■ **DIRECTIVE**
Reproduce the entries from the line containing "# Mark the region of the parked" through the end of the entries, substituting "stationary car" for "parked car" and leaving everything else unchanged.

■ **DATA SUPPLIED**
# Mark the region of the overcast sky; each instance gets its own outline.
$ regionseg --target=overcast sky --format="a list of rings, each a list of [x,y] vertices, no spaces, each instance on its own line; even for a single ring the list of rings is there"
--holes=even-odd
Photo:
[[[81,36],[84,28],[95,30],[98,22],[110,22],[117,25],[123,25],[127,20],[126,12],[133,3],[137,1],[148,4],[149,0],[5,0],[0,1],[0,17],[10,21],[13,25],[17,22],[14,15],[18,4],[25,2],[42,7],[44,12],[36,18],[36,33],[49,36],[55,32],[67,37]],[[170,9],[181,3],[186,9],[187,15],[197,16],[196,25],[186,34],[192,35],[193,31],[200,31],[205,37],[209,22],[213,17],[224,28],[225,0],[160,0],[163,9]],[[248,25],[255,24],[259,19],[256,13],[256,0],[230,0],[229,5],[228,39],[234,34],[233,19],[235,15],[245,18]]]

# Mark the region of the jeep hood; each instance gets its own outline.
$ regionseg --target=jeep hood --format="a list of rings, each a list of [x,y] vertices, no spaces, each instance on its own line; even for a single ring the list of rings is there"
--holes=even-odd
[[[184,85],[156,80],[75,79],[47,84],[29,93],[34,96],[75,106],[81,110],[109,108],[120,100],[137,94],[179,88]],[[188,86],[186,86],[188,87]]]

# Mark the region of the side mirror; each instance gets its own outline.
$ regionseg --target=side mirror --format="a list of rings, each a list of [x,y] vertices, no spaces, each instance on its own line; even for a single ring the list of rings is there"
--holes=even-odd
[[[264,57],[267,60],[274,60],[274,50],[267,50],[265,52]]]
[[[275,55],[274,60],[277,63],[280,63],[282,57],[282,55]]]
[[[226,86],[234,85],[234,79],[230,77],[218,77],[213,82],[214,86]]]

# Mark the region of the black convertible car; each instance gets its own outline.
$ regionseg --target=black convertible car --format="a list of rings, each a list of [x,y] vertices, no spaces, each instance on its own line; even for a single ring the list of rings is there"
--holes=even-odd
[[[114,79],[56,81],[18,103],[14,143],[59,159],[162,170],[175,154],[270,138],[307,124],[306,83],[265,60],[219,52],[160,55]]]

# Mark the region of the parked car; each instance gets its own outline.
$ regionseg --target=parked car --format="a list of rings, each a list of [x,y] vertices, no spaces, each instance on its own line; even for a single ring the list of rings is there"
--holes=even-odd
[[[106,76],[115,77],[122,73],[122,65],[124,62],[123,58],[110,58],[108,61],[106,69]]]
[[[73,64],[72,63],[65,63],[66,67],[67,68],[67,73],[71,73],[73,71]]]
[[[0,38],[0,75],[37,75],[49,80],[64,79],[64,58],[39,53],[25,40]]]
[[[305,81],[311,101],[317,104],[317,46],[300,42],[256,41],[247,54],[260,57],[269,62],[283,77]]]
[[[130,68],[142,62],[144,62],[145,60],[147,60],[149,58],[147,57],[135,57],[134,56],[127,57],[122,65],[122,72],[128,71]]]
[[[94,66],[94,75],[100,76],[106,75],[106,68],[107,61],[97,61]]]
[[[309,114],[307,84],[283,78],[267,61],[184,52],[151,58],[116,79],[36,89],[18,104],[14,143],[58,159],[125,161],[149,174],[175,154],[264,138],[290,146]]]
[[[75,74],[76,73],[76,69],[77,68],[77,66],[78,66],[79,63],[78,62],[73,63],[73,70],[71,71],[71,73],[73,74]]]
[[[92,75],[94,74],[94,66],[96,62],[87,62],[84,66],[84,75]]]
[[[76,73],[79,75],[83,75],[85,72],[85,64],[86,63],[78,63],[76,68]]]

■ **FULL RESPONSE**
# Mark the region of the stationary car; each instance gets its own outline.
$ regionseg --target=stationary car --format="a list of rings, each a list of [x,y] vertices, no spaces, each instance on its own line; even for a single ring the list of rings is there"
--holes=even-odd
[[[106,76],[115,77],[122,73],[122,65],[124,62],[123,58],[110,58],[108,61],[106,69]]]
[[[73,64],[72,63],[65,63],[66,67],[67,68],[67,73],[71,73],[73,71]]]
[[[0,38],[0,75],[37,75],[49,80],[64,79],[64,58],[39,53],[25,40]]]
[[[305,81],[311,101],[317,104],[317,46],[300,42],[256,41],[247,54],[260,57],[269,62],[283,77]]]
[[[130,68],[142,62],[144,62],[145,60],[147,60],[149,58],[147,57],[135,57],[134,56],[127,57],[122,65],[122,72],[128,71]]]
[[[94,66],[94,75],[100,76],[106,75],[106,68],[107,61],[97,61]]]
[[[309,114],[307,84],[283,78],[267,61],[184,52],[151,58],[116,79],[36,89],[18,104],[14,143],[58,159],[125,161],[149,174],[175,154],[264,138],[290,146]]]
[[[75,74],[76,73],[76,69],[77,68],[77,66],[78,66],[79,63],[78,62],[73,63],[73,70],[71,71],[71,73],[73,74]]]
[[[92,75],[94,74],[94,66],[96,62],[87,62],[84,66],[84,75]]]
[[[76,73],[79,75],[83,75],[85,72],[85,64],[86,63],[78,63],[76,68]]]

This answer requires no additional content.